■ PASSAGE PROVIDED:
+++

So the index has been used to very efficiently retrieve data based on an equality predicate on the extended TEXT column.

However, range based predicates are problematic as Oracle has no easy way to find and retrieve all such data via the index when the data in the index is effectively randomised hashed values. For example:

SQL> select * from bowie where text like 'aaaaaaaaaaaaaaaaaaaaaa%';

Execution Plan
----------------------------------------------------------

Plan hash value: 1845943507

---------------------------------------------------------------------------
| Id  | Operation         | Name  | Rows  | Bytes | Cost (%CPU)| Time     |
---------------------------------------------------------------------------
|   0 | SELECT STATEMENT  |       |     1 |    16 |   208   (2)| 00:00:01 |
|*  1 |  TABLE ACCESS FULL| BOWIE |     1 |    16 |   208   (2)| 00:00:01 |
---------------------------------------------------------------------------

SQL> select * from bowie where text between '4299BOWIE' and '42BOWIE';

Execution Plan
----------------------------------------------------------

Plan hash value: 1845943507

---------------------------------------------------------------------------
| Id  | Operation         | Name  | Rows  | Bytes | Cost (%CPU)| Time     |
---------------------------------------------------------------------------
|   0 | SELECT STATEMENT  |       |     2 |    32 |   208   (2)| 00:00:01 |
|*  1 |  TABLE ACCESS FULL| BOWIE |     2 |    32 |   208   (2)| 00:00:01 |
---------------------------------------------------------------------------

SQL> select * from bowie where text > 'zzz';

Execution Plan
----------------------------------------------------------

Plan hash value: 1845943507

---------------------------------------------------------------------------
| Id  | Operation         | Name  | Rows  | Bytes | Cost (%CPU)| Time     |
---------------------------------------------------------------------------
|   0 | SELECT STATEMENT  |       |     1 |    17 |   219   (2)| 00:00:01 |
|*  1 |  TABLE ACCESS FULL| BOWIE |     1 |    17 |   219   (2)| 00:00:01 |
---------------------------------------------------------------------------

The above are all examples of predicates that can’t use our hash based function-based index, even though the CBO is estimating very few rows to be returned.

+++

[Some records]
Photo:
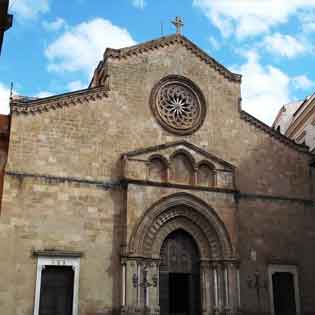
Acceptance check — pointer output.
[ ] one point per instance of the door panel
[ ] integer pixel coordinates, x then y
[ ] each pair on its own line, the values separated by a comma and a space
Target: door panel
56, 295
283, 293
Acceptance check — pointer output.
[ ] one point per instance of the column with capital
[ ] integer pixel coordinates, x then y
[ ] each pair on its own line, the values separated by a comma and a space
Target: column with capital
216, 288
152, 288
205, 288
129, 293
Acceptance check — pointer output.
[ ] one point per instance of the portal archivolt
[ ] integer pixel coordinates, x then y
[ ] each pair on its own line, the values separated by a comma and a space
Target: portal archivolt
186, 212
182, 240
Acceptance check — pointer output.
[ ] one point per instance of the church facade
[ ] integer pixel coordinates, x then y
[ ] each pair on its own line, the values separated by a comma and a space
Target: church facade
153, 192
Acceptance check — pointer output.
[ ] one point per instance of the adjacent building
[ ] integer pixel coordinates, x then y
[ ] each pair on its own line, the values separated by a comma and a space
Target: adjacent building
5, 19
296, 121
153, 192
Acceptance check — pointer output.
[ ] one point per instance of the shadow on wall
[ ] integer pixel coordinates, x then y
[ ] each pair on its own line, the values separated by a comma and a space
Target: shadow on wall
274, 230
4, 147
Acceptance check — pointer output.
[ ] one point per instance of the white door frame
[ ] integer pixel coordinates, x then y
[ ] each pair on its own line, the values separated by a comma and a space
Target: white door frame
284, 268
43, 261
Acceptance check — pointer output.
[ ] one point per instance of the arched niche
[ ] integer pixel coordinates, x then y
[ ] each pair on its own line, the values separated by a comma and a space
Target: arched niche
206, 174
158, 167
182, 167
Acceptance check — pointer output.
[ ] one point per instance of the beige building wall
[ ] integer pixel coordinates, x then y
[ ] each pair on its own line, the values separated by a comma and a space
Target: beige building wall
62, 189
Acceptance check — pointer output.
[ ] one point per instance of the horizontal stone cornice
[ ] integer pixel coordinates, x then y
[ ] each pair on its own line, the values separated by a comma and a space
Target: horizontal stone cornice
36, 106
161, 42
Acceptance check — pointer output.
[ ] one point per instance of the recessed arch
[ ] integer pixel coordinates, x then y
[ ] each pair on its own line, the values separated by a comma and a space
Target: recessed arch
158, 168
206, 174
183, 211
182, 167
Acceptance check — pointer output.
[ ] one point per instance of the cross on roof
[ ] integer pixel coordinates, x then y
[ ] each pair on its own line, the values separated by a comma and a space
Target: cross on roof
178, 22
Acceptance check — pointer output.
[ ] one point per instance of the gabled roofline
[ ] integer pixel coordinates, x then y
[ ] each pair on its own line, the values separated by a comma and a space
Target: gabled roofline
302, 117
33, 106
174, 144
281, 110
164, 41
273, 133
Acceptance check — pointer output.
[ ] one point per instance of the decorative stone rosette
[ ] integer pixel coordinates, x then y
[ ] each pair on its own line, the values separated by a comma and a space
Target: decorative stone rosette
178, 105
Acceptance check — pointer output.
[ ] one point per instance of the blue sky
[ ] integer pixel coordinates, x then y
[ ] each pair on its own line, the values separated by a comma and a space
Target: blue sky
54, 45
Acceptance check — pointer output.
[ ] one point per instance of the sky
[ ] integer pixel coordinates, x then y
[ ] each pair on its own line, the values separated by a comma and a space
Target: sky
54, 45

+++

Decide whether each statement below agrees with the passage on the hash-based index, answering yes or no and quoting the deciding words from the passage. (a) The index efficiently retrieved data using an equality predicate on the extended TEXT column. (b) The query with the predicate text > 'zzz' can use the hash-based function-based index. (c) The CBO estimates a large number of rows for these range queries.

(a) Yes: "the index has been used to very efficiently retrieve data based on an equality predicate on the extended TEXT column."
(b) No: "The above are all examples of predicates that can’t use our hash based function-based index"
(c) No: "even though the CBO is estimating very few rows to be returned."